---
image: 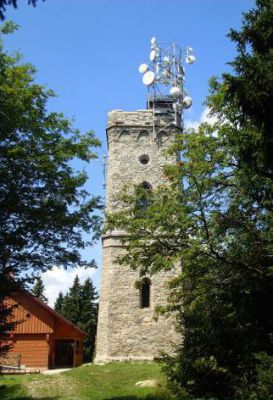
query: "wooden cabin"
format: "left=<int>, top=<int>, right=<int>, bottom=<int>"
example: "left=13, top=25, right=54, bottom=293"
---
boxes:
left=2, top=292, right=87, bottom=370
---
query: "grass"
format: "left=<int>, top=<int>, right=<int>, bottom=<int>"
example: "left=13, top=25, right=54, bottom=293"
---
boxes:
left=0, top=362, right=172, bottom=400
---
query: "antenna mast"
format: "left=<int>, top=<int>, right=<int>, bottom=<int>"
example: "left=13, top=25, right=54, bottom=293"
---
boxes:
left=138, top=37, right=195, bottom=136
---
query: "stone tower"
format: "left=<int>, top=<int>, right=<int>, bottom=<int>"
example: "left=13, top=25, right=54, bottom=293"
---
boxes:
left=96, top=96, right=181, bottom=362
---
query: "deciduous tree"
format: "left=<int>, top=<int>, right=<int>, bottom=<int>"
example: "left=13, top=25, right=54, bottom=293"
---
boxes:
left=106, top=0, right=273, bottom=399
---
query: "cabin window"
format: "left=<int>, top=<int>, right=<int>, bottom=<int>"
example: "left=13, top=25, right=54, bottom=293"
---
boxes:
left=139, top=278, right=151, bottom=308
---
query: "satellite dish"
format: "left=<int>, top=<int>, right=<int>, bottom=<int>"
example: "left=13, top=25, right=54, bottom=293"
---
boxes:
left=150, top=50, right=156, bottom=61
left=142, top=71, right=155, bottom=86
left=186, top=54, right=195, bottom=64
left=155, top=47, right=160, bottom=57
left=170, top=86, right=181, bottom=98
left=138, top=64, right=148, bottom=74
left=183, top=96, right=192, bottom=110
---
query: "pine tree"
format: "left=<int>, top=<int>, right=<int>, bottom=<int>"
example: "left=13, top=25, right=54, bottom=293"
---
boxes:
left=78, top=278, right=98, bottom=361
left=55, top=275, right=98, bottom=361
left=31, top=276, right=48, bottom=303
left=62, top=275, right=83, bottom=325
left=54, top=292, right=64, bottom=314
left=0, top=22, right=100, bottom=353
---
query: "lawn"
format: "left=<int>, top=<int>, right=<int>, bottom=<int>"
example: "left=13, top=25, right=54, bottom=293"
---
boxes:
left=0, top=362, right=174, bottom=400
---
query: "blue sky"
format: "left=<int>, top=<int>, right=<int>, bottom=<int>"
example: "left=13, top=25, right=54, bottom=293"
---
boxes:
left=2, top=0, right=254, bottom=299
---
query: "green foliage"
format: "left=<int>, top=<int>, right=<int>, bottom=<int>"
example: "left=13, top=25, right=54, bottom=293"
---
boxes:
left=31, top=276, right=48, bottom=303
left=0, top=23, right=101, bottom=356
left=106, top=0, right=273, bottom=400
left=55, top=275, right=98, bottom=362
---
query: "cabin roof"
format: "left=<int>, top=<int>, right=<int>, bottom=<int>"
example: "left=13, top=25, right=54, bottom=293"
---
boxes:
left=10, top=290, right=88, bottom=336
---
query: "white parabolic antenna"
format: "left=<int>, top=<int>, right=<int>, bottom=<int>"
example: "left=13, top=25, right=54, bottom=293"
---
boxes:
left=170, top=86, right=181, bottom=98
left=150, top=50, right=156, bottom=61
left=142, top=71, right=155, bottom=86
left=186, top=54, right=195, bottom=64
left=138, top=64, right=148, bottom=74
left=183, top=96, right=192, bottom=110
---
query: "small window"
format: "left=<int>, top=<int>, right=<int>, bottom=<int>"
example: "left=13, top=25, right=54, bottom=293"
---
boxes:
left=138, top=154, right=150, bottom=165
left=76, top=340, right=80, bottom=354
left=139, top=278, right=151, bottom=308
left=135, top=182, right=152, bottom=211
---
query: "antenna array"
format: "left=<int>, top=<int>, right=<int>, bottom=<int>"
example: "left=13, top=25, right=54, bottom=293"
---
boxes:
left=138, top=37, right=195, bottom=125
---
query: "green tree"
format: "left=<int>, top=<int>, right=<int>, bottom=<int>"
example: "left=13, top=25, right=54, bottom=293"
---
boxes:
left=78, top=278, right=98, bottom=361
left=31, top=276, right=48, bottom=303
left=61, top=275, right=82, bottom=325
left=54, top=292, right=64, bottom=314
left=106, top=0, right=273, bottom=399
left=0, top=23, right=100, bottom=356
left=55, top=275, right=98, bottom=361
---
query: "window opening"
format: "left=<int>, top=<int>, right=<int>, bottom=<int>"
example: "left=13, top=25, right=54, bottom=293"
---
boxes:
left=140, top=278, right=151, bottom=308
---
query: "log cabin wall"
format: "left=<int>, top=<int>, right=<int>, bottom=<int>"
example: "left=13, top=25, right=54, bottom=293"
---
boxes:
left=2, top=292, right=87, bottom=370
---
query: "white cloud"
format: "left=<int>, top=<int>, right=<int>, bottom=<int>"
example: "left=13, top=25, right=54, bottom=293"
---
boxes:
left=41, top=267, right=96, bottom=307
left=185, top=107, right=217, bottom=129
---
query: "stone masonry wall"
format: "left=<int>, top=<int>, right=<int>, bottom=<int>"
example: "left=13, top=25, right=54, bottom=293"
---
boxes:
left=96, top=110, right=179, bottom=362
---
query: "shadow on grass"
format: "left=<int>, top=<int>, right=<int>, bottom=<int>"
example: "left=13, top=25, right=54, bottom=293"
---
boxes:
left=107, top=393, right=173, bottom=400
left=0, top=384, right=59, bottom=400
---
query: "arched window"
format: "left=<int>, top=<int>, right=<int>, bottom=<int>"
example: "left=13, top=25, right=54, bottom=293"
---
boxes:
left=136, top=181, right=152, bottom=211
left=139, top=278, right=151, bottom=308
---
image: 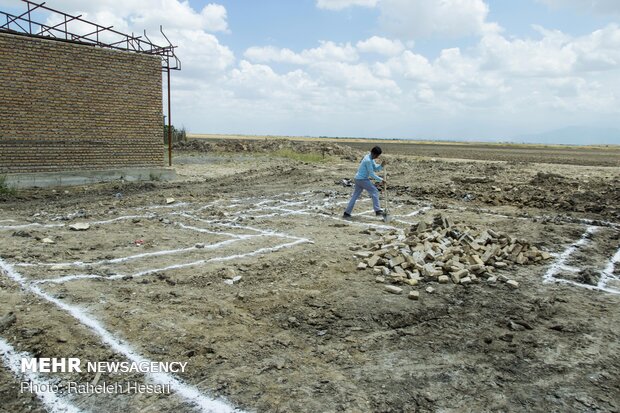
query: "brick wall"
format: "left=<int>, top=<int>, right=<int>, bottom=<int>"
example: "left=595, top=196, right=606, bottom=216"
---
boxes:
left=0, top=33, right=164, bottom=173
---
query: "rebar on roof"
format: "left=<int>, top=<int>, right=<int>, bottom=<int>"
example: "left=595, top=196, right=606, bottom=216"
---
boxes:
left=0, top=0, right=181, bottom=71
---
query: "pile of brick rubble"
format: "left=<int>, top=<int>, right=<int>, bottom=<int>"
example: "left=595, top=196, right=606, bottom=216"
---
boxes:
left=354, top=214, right=551, bottom=299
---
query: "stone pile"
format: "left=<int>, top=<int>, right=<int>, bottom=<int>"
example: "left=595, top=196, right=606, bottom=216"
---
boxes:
left=355, top=214, right=551, bottom=294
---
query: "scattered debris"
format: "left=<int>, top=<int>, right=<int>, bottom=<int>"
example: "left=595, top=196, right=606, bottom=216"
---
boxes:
left=0, top=311, right=17, bottom=333
left=69, top=222, right=90, bottom=231
left=355, top=214, right=551, bottom=292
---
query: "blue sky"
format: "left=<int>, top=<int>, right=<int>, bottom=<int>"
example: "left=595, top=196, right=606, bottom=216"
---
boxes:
left=0, top=0, right=620, bottom=144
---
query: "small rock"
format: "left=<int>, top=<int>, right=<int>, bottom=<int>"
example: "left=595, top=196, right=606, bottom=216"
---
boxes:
left=385, top=285, right=403, bottom=294
left=0, top=311, right=17, bottom=333
left=69, top=222, right=90, bottom=231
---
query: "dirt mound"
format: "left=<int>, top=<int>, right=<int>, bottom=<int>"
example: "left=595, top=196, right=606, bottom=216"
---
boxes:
left=174, top=139, right=361, bottom=161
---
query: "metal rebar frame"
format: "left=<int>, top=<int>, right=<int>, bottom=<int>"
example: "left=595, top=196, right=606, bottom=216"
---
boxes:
left=0, top=0, right=181, bottom=166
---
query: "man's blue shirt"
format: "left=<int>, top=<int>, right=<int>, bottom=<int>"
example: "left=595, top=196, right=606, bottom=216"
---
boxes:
left=355, top=153, right=383, bottom=182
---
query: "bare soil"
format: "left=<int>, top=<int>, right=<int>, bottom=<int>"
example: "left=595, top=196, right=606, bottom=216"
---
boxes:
left=0, top=139, right=620, bottom=412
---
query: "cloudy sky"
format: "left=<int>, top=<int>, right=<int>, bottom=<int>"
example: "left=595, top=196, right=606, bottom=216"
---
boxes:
left=0, top=0, right=620, bottom=144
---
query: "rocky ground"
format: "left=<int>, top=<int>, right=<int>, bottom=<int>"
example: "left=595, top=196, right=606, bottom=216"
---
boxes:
left=0, top=139, right=620, bottom=412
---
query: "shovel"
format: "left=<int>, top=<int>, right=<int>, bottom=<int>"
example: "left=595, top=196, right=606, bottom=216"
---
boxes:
left=383, top=165, right=390, bottom=222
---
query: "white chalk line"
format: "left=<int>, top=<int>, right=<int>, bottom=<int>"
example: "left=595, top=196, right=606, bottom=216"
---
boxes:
left=0, top=337, right=82, bottom=413
left=0, top=215, right=155, bottom=231
left=0, top=258, right=239, bottom=413
left=543, top=225, right=620, bottom=294
left=31, top=235, right=313, bottom=284
left=19, top=234, right=252, bottom=267
left=446, top=207, right=620, bottom=229
left=597, top=248, right=620, bottom=287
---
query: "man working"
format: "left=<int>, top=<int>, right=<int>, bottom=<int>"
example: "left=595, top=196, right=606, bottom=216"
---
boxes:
left=342, top=146, right=385, bottom=219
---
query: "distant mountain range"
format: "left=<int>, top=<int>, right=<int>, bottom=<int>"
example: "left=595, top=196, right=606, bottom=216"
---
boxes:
left=509, top=126, right=620, bottom=145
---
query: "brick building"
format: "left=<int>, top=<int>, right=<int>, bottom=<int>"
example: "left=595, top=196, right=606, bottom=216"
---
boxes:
left=0, top=1, right=176, bottom=182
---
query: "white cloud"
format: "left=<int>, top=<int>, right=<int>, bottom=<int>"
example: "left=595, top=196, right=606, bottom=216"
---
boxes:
left=316, top=0, right=379, bottom=10
left=356, top=36, right=405, bottom=56
left=243, top=46, right=307, bottom=65
left=538, top=0, right=620, bottom=14
left=244, top=41, right=359, bottom=65
left=379, top=0, right=489, bottom=40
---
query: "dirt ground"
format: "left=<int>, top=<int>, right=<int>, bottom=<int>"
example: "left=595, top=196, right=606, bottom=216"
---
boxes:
left=0, top=139, right=620, bottom=412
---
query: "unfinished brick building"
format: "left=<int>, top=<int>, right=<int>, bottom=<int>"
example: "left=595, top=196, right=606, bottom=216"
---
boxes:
left=0, top=2, right=179, bottom=185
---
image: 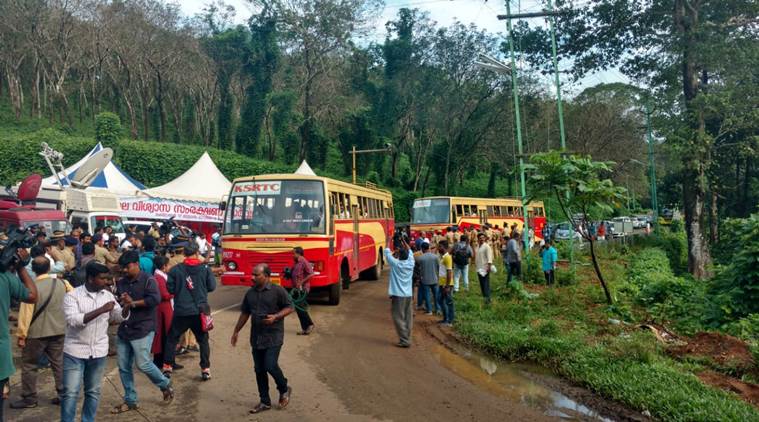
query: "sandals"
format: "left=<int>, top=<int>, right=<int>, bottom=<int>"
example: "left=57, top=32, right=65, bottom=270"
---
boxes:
left=248, top=403, right=271, bottom=415
left=111, top=403, right=140, bottom=415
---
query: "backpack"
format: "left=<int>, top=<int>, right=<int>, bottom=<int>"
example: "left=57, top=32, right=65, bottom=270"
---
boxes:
left=68, top=265, right=87, bottom=288
left=453, top=243, right=469, bottom=267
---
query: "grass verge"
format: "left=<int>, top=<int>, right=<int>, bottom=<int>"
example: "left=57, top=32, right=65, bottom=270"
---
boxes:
left=456, top=271, right=759, bottom=421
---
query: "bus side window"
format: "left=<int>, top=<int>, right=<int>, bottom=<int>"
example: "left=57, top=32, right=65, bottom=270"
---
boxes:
left=344, top=193, right=353, bottom=218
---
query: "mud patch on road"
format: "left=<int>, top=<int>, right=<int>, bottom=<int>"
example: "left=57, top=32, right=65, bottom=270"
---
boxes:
left=419, top=321, right=649, bottom=421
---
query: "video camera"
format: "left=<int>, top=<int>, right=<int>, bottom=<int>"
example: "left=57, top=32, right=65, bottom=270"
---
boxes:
left=393, top=230, right=409, bottom=249
left=0, top=228, right=34, bottom=272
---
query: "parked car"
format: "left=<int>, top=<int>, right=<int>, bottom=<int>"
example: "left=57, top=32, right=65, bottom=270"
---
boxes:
left=553, top=223, right=582, bottom=240
left=610, top=217, right=633, bottom=237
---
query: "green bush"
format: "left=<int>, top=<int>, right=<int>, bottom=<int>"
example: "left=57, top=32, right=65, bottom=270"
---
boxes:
left=95, top=112, right=122, bottom=146
left=626, top=248, right=707, bottom=334
left=636, top=227, right=688, bottom=275
left=709, top=214, right=759, bottom=321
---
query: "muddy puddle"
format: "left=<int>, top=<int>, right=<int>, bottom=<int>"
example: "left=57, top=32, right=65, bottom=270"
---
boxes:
left=432, top=345, right=612, bottom=421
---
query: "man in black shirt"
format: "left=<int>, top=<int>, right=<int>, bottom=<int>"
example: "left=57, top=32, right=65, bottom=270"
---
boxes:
left=111, top=250, right=174, bottom=414
left=232, top=264, right=293, bottom=413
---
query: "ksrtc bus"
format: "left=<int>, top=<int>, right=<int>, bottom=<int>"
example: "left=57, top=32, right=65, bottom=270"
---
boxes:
left=221, top=174, right=395, bottom=305
left=410, top=196, right=546, bottom=239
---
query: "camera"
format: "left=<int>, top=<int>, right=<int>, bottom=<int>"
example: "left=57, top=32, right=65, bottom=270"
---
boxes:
left=0, top=228, right=34, bottom=272
left=393, top=231, right=409, bottom=249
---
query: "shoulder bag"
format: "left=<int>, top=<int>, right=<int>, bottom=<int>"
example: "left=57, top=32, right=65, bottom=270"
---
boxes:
left=182, top=264, right=213, bottom=333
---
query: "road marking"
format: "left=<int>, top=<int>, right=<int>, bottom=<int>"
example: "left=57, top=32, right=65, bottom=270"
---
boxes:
left=211, top=302, right=242, bottom=315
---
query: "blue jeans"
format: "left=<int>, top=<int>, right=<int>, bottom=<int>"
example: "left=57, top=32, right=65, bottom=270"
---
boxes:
left=453, top=264, right=469, bottom=292
left=419, top=284, right=440, bottom=312
left=116, top=331, right=171, bottom=404
left=61, top=353, right=106, bottom=422
left=437, top=287, right=455, bottom=324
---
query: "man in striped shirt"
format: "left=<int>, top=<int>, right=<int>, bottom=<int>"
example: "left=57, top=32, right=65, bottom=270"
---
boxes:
left=61, top=261, right=129, bottom=422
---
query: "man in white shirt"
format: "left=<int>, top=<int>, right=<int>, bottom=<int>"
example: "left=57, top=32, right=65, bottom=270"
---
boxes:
left=474, top=233, right=493, bottom=304
left=195, top=232, right=208, bottom=260
left=61, top=261, right=130, bottom=422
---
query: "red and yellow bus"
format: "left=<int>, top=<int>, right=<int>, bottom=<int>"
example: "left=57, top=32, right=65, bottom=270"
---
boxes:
left=221, top=174, right=395, bottom=305
left=411, top=196, right=546, bottom=239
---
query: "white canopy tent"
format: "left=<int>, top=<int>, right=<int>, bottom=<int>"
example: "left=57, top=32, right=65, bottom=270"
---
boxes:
left=42, top=142, right=145, bottom=195
left=142, top=152, right=232, bottom=203
left=119, top=152, right=232, bottom=224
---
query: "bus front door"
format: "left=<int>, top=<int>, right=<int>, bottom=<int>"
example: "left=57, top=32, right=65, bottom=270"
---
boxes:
left=351, top=205, right=361, bottom=275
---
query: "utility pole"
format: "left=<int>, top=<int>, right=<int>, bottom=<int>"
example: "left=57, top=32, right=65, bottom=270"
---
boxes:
left=646, top=103, right=659, bottom=231
left=498, top=0, right=530, bottom=256
left=498, top=0, right=574, bottom=266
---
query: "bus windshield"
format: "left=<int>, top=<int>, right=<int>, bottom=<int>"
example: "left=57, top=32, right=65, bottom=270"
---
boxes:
left=91, top=215, right=124, bottom=234
left=412, top=198, right=451, bottom=224
left=224, top=180, right=326, bottom=234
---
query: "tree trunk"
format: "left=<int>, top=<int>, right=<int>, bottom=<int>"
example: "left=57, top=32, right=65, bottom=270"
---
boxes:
left=298, top=83, right=312, bottom=162
left=588, top=238, right=613, bottom=305
left=123, top=90, right=137, bottom=140
left=736, top=157, right=752, bottom=217
left=673, top=0, right=711, bottom=279
left=156, top=71, right=166, bottom=142
left=709, top=185, right=719, bottom=245
left=488, top=160, right=498, bottom=198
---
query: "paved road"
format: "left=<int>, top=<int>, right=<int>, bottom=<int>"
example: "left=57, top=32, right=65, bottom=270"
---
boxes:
left=8, top=274, right=547, bottom=422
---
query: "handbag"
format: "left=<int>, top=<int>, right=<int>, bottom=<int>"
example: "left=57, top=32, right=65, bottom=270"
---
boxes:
left=29, top=278, right=58, bottom=328
left=180, top=268, right=213, bottom=333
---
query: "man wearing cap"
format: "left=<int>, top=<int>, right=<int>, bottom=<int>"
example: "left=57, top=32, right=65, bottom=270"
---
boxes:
left=61, top=236, right=79, bottom=273
left=61, top=261, right=130, bottom=422
left=48, top=230, right=66, bottom=264
left=163, top=243, right=216, bottom=381
left=111, top=251, right=174, bottom=414
left=92, top=233, right=118, bottom=265
left=11, top=255, right=73, bottom=409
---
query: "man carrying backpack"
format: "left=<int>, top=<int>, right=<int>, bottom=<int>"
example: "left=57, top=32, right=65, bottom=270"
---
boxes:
left=453, top=234, right=474, bottom=292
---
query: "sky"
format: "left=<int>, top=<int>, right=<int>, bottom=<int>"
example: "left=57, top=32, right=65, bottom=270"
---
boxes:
left=177, top=0, right=629, bottom=96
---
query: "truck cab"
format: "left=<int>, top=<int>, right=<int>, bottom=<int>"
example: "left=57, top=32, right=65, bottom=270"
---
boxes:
left=37, top=187, right=126, bottom=241
left=0, top=207, right=70, bottom=233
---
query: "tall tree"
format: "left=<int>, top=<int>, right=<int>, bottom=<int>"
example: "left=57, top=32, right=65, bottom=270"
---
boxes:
left=510, top=0, right=759, bottom=278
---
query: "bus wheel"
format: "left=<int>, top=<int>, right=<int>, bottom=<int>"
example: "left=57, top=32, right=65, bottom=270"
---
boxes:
left=340, top=261, right=351, bottom=290
left=327, top=282, right=342, bottom=306
left=364, top=254, right=382, bottom=280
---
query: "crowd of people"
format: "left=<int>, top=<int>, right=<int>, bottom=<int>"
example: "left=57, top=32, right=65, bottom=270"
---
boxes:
left=384, top=224, right=558, bottom=348
left=0, top=224, right=218, bottom=422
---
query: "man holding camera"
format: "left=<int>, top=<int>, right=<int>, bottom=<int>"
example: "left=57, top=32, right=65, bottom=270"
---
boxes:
left=385, top=235, right=415, bottom=348
left=61, top=260, right=129, bottom=422
left=0, top=244, right=37, bottom=422
left=11, top=255, right=73, bottom=409
left=292, top=246, right=314, bottom=336
left=231, top=264, right=293, bottom=414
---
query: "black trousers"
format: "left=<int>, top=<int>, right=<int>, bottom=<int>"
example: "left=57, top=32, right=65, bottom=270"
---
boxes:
left=253, top=346, right=287, bottom=406
left=163, top=315, right=211, bottom=369
left=295, top=305, right=314, bottom=331
left=543, top=270, right=555, bottom=286
left=0, top=378, right=8, bottom=422
left=295, top=290, right=314, bottom=331
left=477, top=273, right=490, bottom=303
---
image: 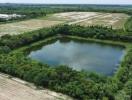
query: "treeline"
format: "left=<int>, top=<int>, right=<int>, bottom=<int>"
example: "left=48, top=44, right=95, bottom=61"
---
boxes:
left=0, top=25, right=132, bottom=49
left=0, top=25, right=132, bottom=100
left=0, top=4, right=132, bottom=21
left=124, top=17, right=132, bottom=33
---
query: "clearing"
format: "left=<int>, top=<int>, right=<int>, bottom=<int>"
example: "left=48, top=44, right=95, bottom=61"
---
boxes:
left=0, top=74, right=72, bottom=100
left=50, top=12, right=129, bottom=29
left=0, top=19, right=62, bottom=36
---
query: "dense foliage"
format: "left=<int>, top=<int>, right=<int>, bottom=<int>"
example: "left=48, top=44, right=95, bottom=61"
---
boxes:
left=0, top=25, right=132, bottom=100
left=125, top=17, right=132, bottom=33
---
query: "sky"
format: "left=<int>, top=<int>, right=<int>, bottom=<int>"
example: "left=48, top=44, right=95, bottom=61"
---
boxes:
left=0, top=0, right=132, bottom=4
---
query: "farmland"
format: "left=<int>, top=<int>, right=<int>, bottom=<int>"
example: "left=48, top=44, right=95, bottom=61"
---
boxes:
left=0, top=12, right=129, bottom=36
left=52, top=12, right=129, bottom=29
left=0, top=19, right=61, bottom=36
left=0, top=4, right=132, bottom=100
left=0, top=74, right=72, bottom=100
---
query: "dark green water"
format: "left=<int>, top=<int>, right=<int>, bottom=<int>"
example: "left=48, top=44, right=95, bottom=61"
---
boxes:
left=28, top=40, right=125, bottom=76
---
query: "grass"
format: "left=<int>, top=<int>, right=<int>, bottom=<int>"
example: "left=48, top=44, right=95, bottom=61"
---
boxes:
left=0, top=19, right=62, bottom=36
left=0, top=73, right=72, bottom=100
left=49, top=12, right=130, bottom=29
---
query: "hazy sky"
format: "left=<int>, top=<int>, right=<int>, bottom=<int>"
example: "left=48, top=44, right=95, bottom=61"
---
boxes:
left=0, top=0, right=132, bottom=4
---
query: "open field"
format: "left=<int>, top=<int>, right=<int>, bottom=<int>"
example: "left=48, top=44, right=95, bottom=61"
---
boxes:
left=51, top=12, right=129, bottom=29
left=0, top=74, right=72, bottom=100
left=0, top=19, right=61, bottom=36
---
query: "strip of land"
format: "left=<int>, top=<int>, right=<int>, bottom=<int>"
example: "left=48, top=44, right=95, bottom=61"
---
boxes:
left=0, top=74, right=72, bottom=100
left=0, top=19, right=62, bottom=36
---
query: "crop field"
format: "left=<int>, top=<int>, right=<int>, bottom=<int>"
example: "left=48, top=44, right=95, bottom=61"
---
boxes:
left=0, top=19, right=61, bottom=36
left=51, top=12, right=129, bottom=29
left=0, top=74, right=72, bottom=100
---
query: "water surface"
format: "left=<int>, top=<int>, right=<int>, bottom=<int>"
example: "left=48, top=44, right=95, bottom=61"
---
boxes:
left=28, top=40, right=124, bottom=75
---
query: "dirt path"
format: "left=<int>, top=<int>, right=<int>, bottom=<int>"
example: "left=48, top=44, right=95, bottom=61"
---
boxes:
left=0, top=74, right=72, bottom=100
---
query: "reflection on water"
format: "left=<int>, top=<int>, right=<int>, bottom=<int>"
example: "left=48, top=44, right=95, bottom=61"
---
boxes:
left=28, top=40, right=124, bottom=75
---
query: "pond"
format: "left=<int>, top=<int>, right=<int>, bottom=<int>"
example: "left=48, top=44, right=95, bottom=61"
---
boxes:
left=28, top=39, right=125, bottom=76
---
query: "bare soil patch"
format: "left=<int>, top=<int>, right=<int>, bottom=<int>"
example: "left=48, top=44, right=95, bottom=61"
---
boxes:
left=0, top=19, right=61, bottom=36
left=52, top=12, right=129, bottom=29
left=0, top=74, right=72, bottom=100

§ §

**What the task asks**
Rewrite the material starting at its first line and ending at the line containing "left=96, top=96, right=181, bottom=362", both included. Scale every bounding box coordinate in the answers by 1.2, round each result to a whole number with halves going up, keep all other text unchanged, and omit the pictures.

**Task answer**
---
image: 
query: "wooden cabin"
format: "left=<int>, top=<int>, right=<int>, bottom=<int>"
example: "left=13, top=25, right=54, bottom=293"
---
boxes:
left=2, top=350, right=104, bottom=444
---
query: "grass"
format: "left=<int>, top=<int>, right=<int>, bottom=<int>"
example: "left=13, top=25, right=54, bottom=293"
---
boxes:
left=0, top=434, right=206, bottom=480
---
query: "antenna mast"
format: "left=<int>, top=<int>, right=<int>, bottom=<int>"
example: "left=13, top=25, right=54, bottom=293"
---
boxes:
left=166, top=44, right=234, bottom=163
---
query: "stone tower"
format: "left=<int>, top=<int>, right=<int>, bottom=<int>"
example: "left=13, top=25, right=54, bottom=293"
---
boxes:
left=115, top=115, right=217, bottom=434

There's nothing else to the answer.